- [DOCUMENT EXCERPT]
It's a popular misconception that ending the drug war would end the injustice. But as much as I'd like to see the war on drugs put to a swift end, it's not the root of the problem.
Arrest quotas have become the standard for judging police officer performance in many cities, and fines for trivial offenses have become a key revenue generator for many local governments (see the DoJ review of Ferguson for a particularly awful example). "Justice" for petty crime has become a self-sustaining industry - and a profitable one, as we can see with the rise of private for-profit prisons.
If it's not drug paraphernalia, it's some other charge - jaywalking, loitering, and the ever popular "resisting arrest". A recent video interview with a former Baltimore cop summed it up well. He pointed out that it's pretty much impossible to drive a car or walk down the street without breaking some law or another. So cops can easily arrest anyone, at any time, for largely fabricated reasons.
Throw in arrest quotas and fine revenue as municipal funding, and you have a formula for mass arrests and incarceration for trivial offenses. The trick then is to find people who can be arrested who won't rock the boat politically... the poor, and the non-white. Now, you wind up with a racist justice system, not out of racist intent, but out of its very architecture.

- [USING THE INFORMATION]
(1) For the passage on policing and petty crime, decide whether each statement below agrees with it. Answer yes or no and quote the words that decide it.
(a) The writer holds that ending the drug war would end the injustice.
(b) A former Baltimore cop said it is nearly impossible to drive or walk down the street without breaking some law.
(c) The passage says the justice system is racist because of racist intent.
(2) Please print the part of the passage on policing and petty crime starting with "If it's not" and going on through "its very architecture.".
(3) Answer these questions from the passage on policing and petty crime.
(a) Which review does it cite as a particularly awful example of fines used for revenue?
(b) Besides drug paraphernalia, what three charges does it name?
(c) Which people does it say are found to be arrested because they won't rock the boat politically?

- [AVAILABLE DATA]
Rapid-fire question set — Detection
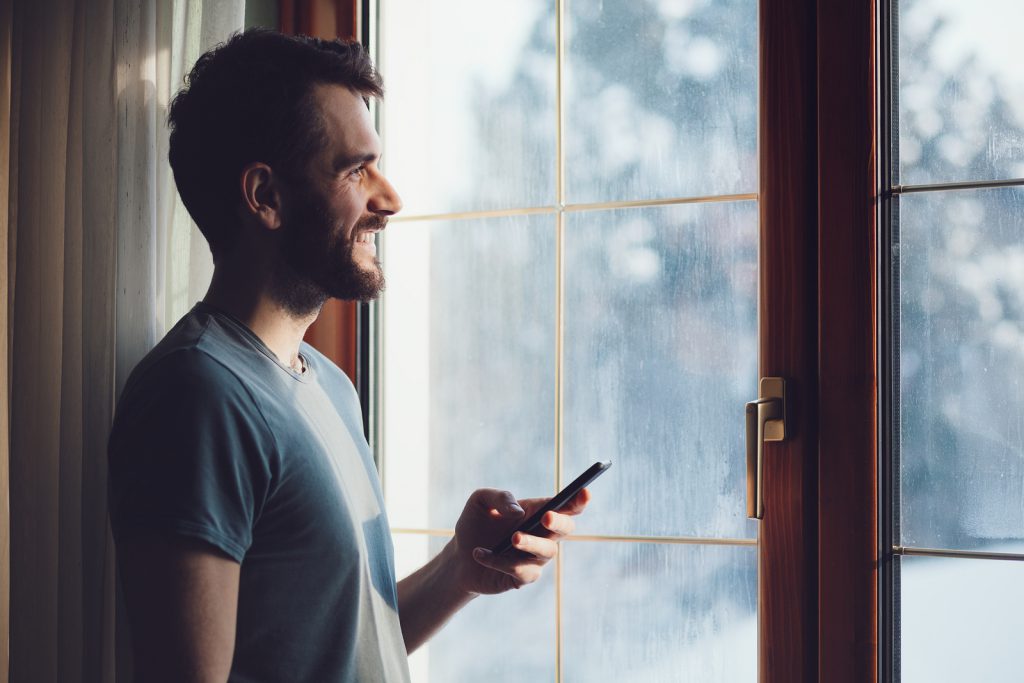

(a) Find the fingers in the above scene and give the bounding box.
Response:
[473,535,558,588]
[512,531,558,562]
[470,488,525,518]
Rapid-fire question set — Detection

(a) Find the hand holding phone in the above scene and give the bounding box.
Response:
[490,462,611,555]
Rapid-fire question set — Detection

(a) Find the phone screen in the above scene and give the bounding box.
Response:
[490,461,611,555]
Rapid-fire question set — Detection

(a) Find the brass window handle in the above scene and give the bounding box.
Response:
[744,377,785,519]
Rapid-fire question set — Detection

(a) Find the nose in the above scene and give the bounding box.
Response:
[367,168,401,216]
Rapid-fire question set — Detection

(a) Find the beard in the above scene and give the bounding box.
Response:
[271,185,387,317]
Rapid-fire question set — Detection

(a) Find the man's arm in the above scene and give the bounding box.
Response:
[398,488,590,652]
[118,536,240,683]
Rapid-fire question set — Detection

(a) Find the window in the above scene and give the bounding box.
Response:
[882,0,1024,683]
[378,0,759,683]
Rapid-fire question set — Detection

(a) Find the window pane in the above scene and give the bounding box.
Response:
[897,0,1024,184]
[899,188,1024,548]
[380,0,557,215]
[563,202,758,538]
[562,540,757,683]
[564,0,758,203]
[899,544,1024,683]
[394,535,557,683]
[383,215,555,528]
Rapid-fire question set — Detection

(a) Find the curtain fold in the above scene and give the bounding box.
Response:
[0,0,244,683]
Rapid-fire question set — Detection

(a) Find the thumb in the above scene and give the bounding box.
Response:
[472,488,525,517]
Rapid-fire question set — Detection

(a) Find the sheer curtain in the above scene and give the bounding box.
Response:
[0,0,244,683]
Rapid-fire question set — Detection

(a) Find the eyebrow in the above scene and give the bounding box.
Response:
[334,152,381,169]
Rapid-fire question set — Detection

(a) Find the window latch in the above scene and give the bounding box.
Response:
[745,377,785,519]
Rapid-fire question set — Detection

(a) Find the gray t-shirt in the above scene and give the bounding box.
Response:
[109,303,409,683]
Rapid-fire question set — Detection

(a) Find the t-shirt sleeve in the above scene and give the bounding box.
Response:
[109,349,275,562]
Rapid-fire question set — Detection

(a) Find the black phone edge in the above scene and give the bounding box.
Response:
[490,460,611,555]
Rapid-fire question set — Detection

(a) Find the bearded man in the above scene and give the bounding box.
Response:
[110,30,588,683]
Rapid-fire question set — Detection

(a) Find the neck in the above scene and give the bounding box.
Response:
[203,252,319,369]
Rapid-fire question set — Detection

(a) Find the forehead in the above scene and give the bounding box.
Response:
[313,84,380,156]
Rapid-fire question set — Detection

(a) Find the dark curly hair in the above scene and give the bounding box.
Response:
[168,29,383,261]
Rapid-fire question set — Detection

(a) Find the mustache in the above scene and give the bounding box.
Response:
[352,213,387,239]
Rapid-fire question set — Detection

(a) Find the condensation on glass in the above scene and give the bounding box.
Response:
[383,215,555,529]
[899,187,1024,548]
[894,0,1024,184]
[899,543,1024,683]
[564,0,758,204]
[886,0,1024,683]
[562,542,758,683]
[379,0,556,215]
[563,202,758,538]
[378,0,758,683]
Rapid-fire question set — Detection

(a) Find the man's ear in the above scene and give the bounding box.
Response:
[239,162,281,230]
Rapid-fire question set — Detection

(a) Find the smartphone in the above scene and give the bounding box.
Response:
[490,462,611,555]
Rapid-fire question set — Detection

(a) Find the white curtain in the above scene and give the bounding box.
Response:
[0,0,244,683]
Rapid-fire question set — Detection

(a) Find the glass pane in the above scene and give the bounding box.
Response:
[382,215,555,528]
[380,0,557,215]
[394,533,557,683]
[563,202,758,538]
[564,0,758,203]
[898,188,1024,548]
[896,0,1024,184]
[562,540,757,683]
[899,544,1024,683]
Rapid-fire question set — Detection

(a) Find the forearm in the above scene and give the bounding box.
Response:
[398,540,476,653]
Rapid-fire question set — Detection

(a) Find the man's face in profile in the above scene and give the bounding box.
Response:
[276,85,401,312]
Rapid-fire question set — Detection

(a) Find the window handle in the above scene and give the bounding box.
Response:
[745,377,785,519]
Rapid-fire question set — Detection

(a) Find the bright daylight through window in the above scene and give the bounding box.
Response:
[889,0,1024,683]
[373,0,758,683]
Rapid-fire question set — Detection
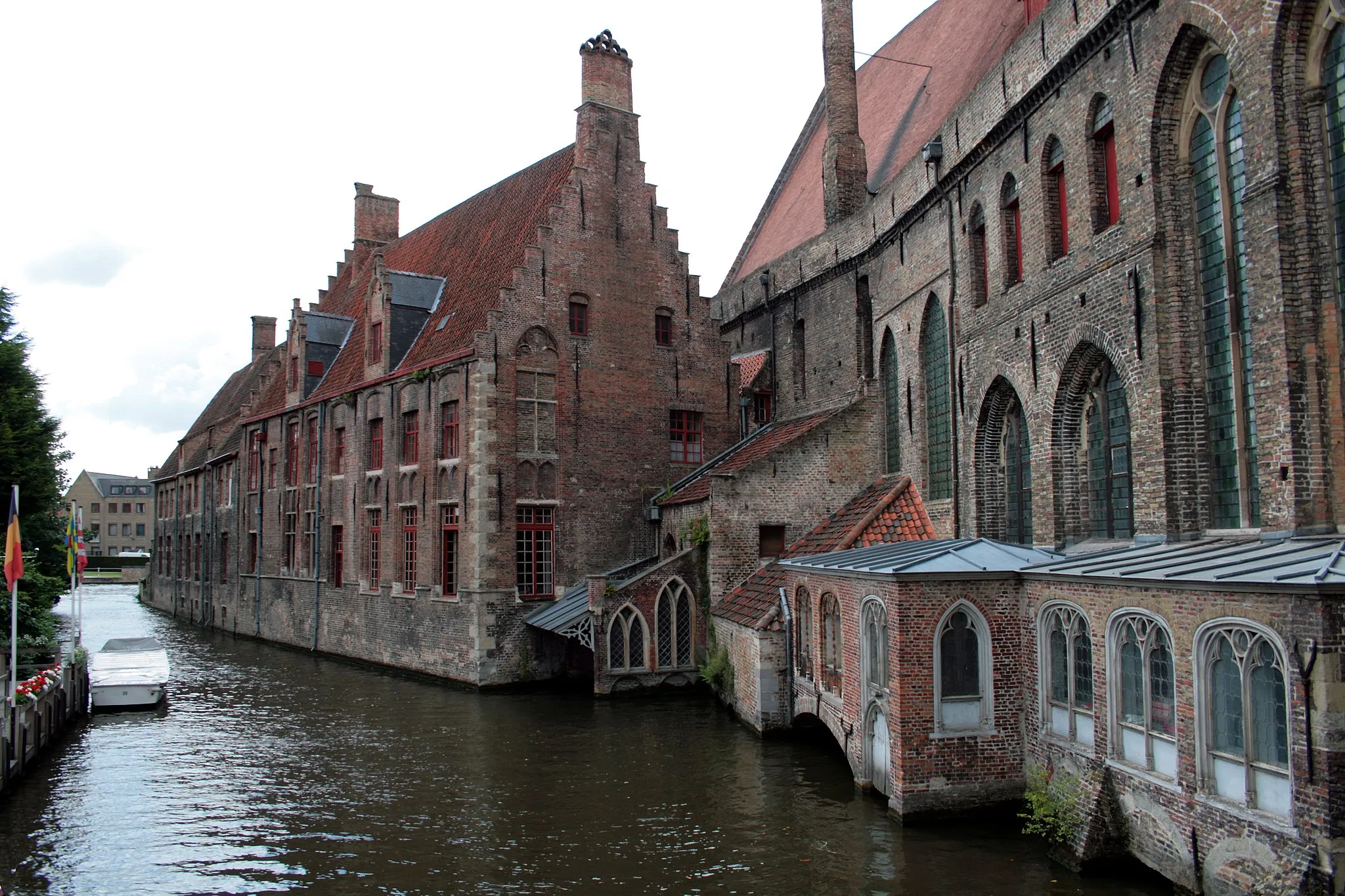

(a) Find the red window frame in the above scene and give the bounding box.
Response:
[402,508,420,591]
[570,302,588,336]
[328,525,345,588]
[368,511,384,591]
[440,399,460,458]
[368,322,384,364]
[308,416,319,482]
[669,411,702,463]
[515,503,556,599]
[439,503,461,597]
[402,411,420,463]
[368,419,384,470]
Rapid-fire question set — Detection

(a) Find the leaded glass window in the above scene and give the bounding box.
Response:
[1190,55,1260,528]
[1197,620,1290,815]
[1041,605,1093,744]
[878,330,901,473]
[920,295,952,501]
[1111,612,1177,778]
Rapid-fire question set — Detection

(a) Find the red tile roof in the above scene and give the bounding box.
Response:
[659,408,843,505]
[714,475,936,629]
[724,0,1025,286]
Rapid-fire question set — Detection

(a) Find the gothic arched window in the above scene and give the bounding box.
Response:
[1189,55,1260,529]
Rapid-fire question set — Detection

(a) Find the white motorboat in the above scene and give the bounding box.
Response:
[89,638,168,710]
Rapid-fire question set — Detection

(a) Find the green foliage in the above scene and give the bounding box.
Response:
[1018,765,1083,845]
[0,286,70,645]
[699,643,733,691]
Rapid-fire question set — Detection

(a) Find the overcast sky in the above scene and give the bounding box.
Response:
[0,0,929,492]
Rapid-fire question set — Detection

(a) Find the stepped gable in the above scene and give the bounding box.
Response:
[724,0,1025,286]
[659,407,845,505]
[714,475,936,629]
[309,144,574,400]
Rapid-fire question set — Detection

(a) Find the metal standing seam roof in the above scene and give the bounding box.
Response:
[780,539,1063,576]
[1022,536,1345,587]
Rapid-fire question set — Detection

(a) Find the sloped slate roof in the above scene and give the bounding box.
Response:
[724,0,1025,286]
[659,408,843,505]
[714,475,935,628]
[780,539,1063,578]
[1024,536,1345,588]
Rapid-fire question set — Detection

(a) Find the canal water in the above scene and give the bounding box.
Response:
[0,586,1172,896]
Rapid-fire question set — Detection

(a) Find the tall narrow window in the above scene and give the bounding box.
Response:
[1190,55,1260,529]
[1196,620,1291,815]
[402,508,420,591]
[1109,612,1177,778]
[1041,605,1093,746]
[327,525,345,588]
[368,511,384,591]
[1000,175,1022,289]
[1092,96,1120,232]
[1002,398,1032,544]
[440,503,460,598]
[1322,24,1345,302]
[822,594,845,697]
[402,411,420,463]
[515,505,556,598]
[368,419,384,470]
[653,579,694,668]
[669,411,701,463]
[793,587,815,681]
[878,329,901,473]
[920,295,952,501]
[967,203,990,305]
[1041,137,1069,261]
[440,400,458,458]
[607,605,648,672]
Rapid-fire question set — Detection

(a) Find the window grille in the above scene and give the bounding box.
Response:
[920,295,952,501]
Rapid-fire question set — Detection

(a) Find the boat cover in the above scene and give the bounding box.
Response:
[89,638,168,688]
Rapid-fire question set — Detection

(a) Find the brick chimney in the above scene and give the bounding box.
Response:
[355,184,401,246]
[580,31,635,112]
[822,0,869,227]
[253,314,276,362]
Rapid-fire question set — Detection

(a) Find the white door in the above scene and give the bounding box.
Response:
[869,710,892,797]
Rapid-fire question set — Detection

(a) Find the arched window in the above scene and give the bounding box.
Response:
[822,594,845,697]
[967,203,990,305]
[1322,24,1345,302]
[1190,55,1260,529]
[933,601,994,731]
[879,329,901,473]
[607,605,648,672]
[1196,619,1290,815]
[920,294,952,501]
[1090,95,1120,234]
[1041,137,1069,261]
[789,317,808,398]
[793,587,814,681]
[653,579,695,668]
[1041,603,1093,744]
[1107,611,1177,778]
[1000,175,1022,289]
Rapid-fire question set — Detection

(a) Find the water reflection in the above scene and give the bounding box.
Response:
[0,586,1170,896]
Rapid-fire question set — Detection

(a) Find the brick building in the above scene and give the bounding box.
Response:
[149,32,737,685]
[678,0,1345,893]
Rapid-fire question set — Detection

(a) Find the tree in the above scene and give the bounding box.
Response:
[0,286,70,655]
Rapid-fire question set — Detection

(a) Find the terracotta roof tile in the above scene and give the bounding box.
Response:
[724,0,1025,286]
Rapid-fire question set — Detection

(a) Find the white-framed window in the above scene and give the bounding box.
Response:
[933,601,994,732]
[1107,610,1177,779]
[653,579,695,668]
[1040,603,1093,746]
[607,605,650,672]
[1196,619,1291,817]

- [SOLUTION LIST]
(1)
(a) No: "it's not the root of the problem."
(b) Yes: "it's pretty much impossible to drive a car or walk down the street without breaking some law or another."
(c) No: "not out of racist intent, but out of its very architecture."

(2)
If it's not drug paraphernalia, it's some other charge - jaywalking, loitering, and the ever popular "resisting arrest". A recent video interview with a former Baltimore cop summed it up well. He pointed out that it's pretty much impossible to drive a car or walk down the street without breaking some law or another. So cops can easily arrest anyone, at any time, for largely fabricated reasons.
Throw in arrest quotas and fine revenue as municipal funding, and you have a formula for mass arrests and incarceration for trivial offenses. The trick then is to find people who can be arrested who won't rock the boat politically... the poor, and the non-white. Now, you wind up with a racist justice system, not out of racist intent, but out of its very architecture.

(3)
(a) The DoJ review of Ferguson
(b) Jaywalking, loitering and "resisting arrest"
(c) The poor and the non-white